◆ **作業内容**
1. 次の(a)〜(c)が特攻の本についての文章の内容と合っているかを「はい」か「いいえ」で答え、それぞれ判断の決め手となる箇所を文章から正確に引用せよ。(a) 紹介記事は1月22日の朝日新聞夕刊に載った。(b) 紹介記事は新聞の1ページ全体を占めていた。(c) 筆者の小説「造花の香り」は特攻隊員を主人公としている。
2. 特攻の本についての文章を、最後の文の後から書き継いでください。

◆ **掲載文**
1月22日の朝日新聞夕刊に、高木俊朗著「陸軍特別攻撃隊」の紹介記事が載っている。新聞の半ページに及ぶ記事だから、書籍の紹介記事というより、特集記事というべきだろう。

その記事に、次のような文章がある。


(高木氏はその著作により) 「悠久の大義に殉じた」という一般的な理解の向こう側にある、生身の特攻隊員とその家族の絶望を克明に記録するとともに、作戦を指揮した軍首脳部の無能や敵前逃亡を徹底的に糾弾する。大本営発表と報道の罪を告発し、虚偽の戦果発表に熱狂した国民も断罪する。全編を怒りが貫く圧倒的な筆致で、特攻の実相に迫った。


新聞記事の終わりには、「高木さんは作品の一つに、『戦争に対する怒りの心があって、はじめて、真実を記録することができよう』と記した」なる文章がある。高木氏には戦争に関わる多くの著作がある。高木氏にそれを書かせたのは、「戦争に対する怒りの心」だったのであろう。


敗戦後の日本には、戦争を憎む感情が充満していたはずである。反戦平和のために最も役立つことのひとつは、人々の多くが「戦争を憎む感情」を持つことだろう。私が書いた小説「造花の香り」(アマゾンの電子書籍であるキンドル本になっている。本ブログの左サイドバーに概要を紹介)は特攻隊員を主人公とする恋愛小説だが、そのテーマのひとつは反戦平和である。その小説には、「戦争を憎む感情」なる言葉が繰り返し出ている。その幾つかをここに引用してみたい。

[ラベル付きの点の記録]
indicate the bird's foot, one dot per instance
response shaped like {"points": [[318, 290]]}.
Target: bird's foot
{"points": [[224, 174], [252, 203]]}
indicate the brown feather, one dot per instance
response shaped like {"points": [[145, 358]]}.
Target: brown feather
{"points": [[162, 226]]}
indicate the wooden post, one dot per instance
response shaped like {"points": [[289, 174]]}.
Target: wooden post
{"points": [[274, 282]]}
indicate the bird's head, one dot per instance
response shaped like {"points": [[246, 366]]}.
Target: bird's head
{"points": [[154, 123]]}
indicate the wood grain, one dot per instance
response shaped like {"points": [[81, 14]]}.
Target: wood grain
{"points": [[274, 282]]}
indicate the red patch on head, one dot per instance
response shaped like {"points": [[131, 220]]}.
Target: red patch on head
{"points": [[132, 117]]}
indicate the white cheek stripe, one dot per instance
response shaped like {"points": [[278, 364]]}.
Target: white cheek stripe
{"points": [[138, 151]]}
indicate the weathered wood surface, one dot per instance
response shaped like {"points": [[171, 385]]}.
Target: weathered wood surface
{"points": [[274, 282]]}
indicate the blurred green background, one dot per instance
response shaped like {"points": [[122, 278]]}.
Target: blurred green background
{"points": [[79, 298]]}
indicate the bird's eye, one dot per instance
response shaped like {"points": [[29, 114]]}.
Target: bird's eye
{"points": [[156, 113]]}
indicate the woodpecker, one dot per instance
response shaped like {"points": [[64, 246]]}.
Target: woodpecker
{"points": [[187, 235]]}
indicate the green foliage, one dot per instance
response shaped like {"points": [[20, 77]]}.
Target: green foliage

◆ **各課題の解答**
1.
(a) はい:『1月22日の朝日新聞夕刊に、高木俊朗著「陸軍特別攻撃隊」の紹介記事が載っている。』
(b) いいえ:『新聞の半ページに及ぶ記事だから』
(c) はい:『特攻隊員を主人公とする恋愛小説だが』

2.
「造花の香り」の序章より引用。(戦後60年のある日、特攻隊員の元婚約者と特攻隊員の親友が語り合う場面である)


「そんな俺たちは、心の底から戦争を憎んでいるわけだが、将来の日本人どころか、今の若い連中にとっても、あの戦争は歴史上のできごとなんだ。ずいぶん遅くなったが、俺たちがまだ生きているうちに」と忠之は言った。「良太が願った大きな墓標を作らなくちゃな。将来の日本人がいつまでも、反戦と平和を願い続けるうえでの象徴になるわけだから」
「それを眼にするだけで、日本があんな戦争をしたことを思い起こさせますからね。それに」と千鶴が言った。「二度と戦争をしてはいけないという私たちの気持ちを、将来の日本人に伝えてくれますからね。そのように願って作るんですもの」
「いまの憲法には、俺たちのそんな気持ちがこめられていると思うが、憲法がいつか改正されるようなことがあっても、戦争を憎む気持が伝わるようなものにしてほしいよな」
「いつまでも伝えたいわね、戦争を禁止する憲法が公布されたときに感じた、私たちのあの気持を。戦争というものが無くなるようにと祈った、私たちのあの気持を」


上記の文章に「大きな墓標」なる言葉がある。本ブログでも幾度かそのことに触れ、その建立を主張してきた。投稿した記事は「靖国神社の英霊たちは何を望むのか(2015.8.10)」「靖国神社に代わる追悼施設とは(2015.8.15)」「戦争犠牲者の追悼について……慰霊碑・記念碑・そして祈念碑(2015.8.17)」「靖国神社に代わる追悼施設とは その2(2017.8.15)」である。


「造花の香り」の終章より引用。(特攻隊員の元婚約者と妹が、特攻隊員の親友とともに特攻隊出撃基地があった鹿屋を訪れ、飛行場の跡で語り合う場面である)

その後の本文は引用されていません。